Work item:
Rewrite the cue storage discussion from "I have a Haluberton" to "good money spent.", using "steel" in place of "aluminum".

Can anyone recommend a good case that isn't a 500.00+ one for this purpose?

Felix

I have a Haluberton aluminum case that holds four cues. It has at least 3 inches of foam on each side of the cues. I still wouldn't leave them in the car. I would not be as worried about moisture as I would be about the wood and other cue parts heating up and cooling down. They rate of expansion for each type of materials is different and will cause all sorts of issues to say the least. You may concider buying a second cue so that you can through the first out when it gets too bad. That would be good money spent.

Jim.
 
Craig Fales said:
It's not so much a warping problem. Think about what that freeze and thaw is doing to the glue joints in your cue. When you have a cue out in 0* temps and then bring it in to a warm and humid indoors what happens?? You have condensation all over your cue. I'll never understand why someone would do that to any cue.


The reason to leave the cue in the car year round for me is because I must always have it with me. I won't know what pool room I'll end up at on any given day. I play all the time and am always prepared for the local fish calling and asking to play at such and such room. I have to have my equipment with me. I know it is not recommended, and I would also not recommend it. However to me, it is more important to be prepared than to worry about cue damage. I look at is as simply the cost of doing business.

Saved entries:

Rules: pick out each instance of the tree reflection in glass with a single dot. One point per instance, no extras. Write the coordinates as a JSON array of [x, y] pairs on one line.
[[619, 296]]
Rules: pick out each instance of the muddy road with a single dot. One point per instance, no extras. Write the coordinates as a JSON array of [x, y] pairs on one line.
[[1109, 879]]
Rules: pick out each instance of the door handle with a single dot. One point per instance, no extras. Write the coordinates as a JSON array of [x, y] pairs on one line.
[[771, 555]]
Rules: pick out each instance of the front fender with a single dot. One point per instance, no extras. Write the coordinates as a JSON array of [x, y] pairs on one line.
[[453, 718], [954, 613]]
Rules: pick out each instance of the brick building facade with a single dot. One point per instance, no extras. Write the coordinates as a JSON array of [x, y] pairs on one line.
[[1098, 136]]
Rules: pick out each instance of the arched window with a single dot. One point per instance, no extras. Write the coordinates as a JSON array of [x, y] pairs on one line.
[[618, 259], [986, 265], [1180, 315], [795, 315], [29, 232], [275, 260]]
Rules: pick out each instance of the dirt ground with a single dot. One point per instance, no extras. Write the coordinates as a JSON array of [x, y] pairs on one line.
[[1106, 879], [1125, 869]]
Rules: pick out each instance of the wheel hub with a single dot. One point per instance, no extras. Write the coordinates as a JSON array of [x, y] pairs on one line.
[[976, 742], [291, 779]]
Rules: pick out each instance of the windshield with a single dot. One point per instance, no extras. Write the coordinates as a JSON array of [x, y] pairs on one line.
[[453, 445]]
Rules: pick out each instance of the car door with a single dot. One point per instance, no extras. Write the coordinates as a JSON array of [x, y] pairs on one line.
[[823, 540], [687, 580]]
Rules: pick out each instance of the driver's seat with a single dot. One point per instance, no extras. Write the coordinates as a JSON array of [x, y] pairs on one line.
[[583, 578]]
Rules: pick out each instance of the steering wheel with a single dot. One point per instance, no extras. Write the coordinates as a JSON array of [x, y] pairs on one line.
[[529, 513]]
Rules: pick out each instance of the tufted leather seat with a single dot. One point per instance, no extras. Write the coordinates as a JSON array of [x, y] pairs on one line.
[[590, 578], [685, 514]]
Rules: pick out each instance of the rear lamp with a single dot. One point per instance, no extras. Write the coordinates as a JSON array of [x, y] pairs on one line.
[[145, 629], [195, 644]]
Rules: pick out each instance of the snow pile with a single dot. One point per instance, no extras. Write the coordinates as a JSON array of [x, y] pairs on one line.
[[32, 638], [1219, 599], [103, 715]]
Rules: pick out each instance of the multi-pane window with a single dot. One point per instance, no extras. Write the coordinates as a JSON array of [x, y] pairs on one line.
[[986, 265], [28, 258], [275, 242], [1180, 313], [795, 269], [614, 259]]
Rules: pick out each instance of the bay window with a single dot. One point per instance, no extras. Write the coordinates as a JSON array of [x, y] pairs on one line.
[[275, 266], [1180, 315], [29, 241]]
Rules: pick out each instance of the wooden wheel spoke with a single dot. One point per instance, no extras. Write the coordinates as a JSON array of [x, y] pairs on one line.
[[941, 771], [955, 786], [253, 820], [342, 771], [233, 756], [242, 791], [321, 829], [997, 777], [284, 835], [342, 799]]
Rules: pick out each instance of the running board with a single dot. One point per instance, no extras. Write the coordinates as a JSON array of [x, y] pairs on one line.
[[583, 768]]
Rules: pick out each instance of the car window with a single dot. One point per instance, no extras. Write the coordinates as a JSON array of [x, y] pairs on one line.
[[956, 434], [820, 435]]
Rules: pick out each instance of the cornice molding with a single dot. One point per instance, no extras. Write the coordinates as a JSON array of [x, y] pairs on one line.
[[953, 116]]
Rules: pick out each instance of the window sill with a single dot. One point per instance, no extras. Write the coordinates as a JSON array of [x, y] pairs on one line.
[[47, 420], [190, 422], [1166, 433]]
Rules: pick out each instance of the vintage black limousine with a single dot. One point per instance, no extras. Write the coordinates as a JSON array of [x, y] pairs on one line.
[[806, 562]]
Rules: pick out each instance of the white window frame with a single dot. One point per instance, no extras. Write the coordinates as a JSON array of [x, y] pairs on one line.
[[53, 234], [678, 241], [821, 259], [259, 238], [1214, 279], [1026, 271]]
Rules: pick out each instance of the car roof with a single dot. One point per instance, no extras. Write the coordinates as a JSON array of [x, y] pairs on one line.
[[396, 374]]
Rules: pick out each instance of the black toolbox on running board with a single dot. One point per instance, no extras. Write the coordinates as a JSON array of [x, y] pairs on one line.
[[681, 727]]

Response box:
I have a Haluberton steel case that holds four cues. It has at least 3 inches of foam on each side of the cues. I still wouldn't leave them in the car. I would not be as worried about moisture as I would be about the wood and other cue parts heating up and cooling down. They rate of expansion for each type of materials is different and will cause all sorts of issues to say the least. You may concider buying a second cue so that you can through the first out when it gets too bad. That would be good money spent.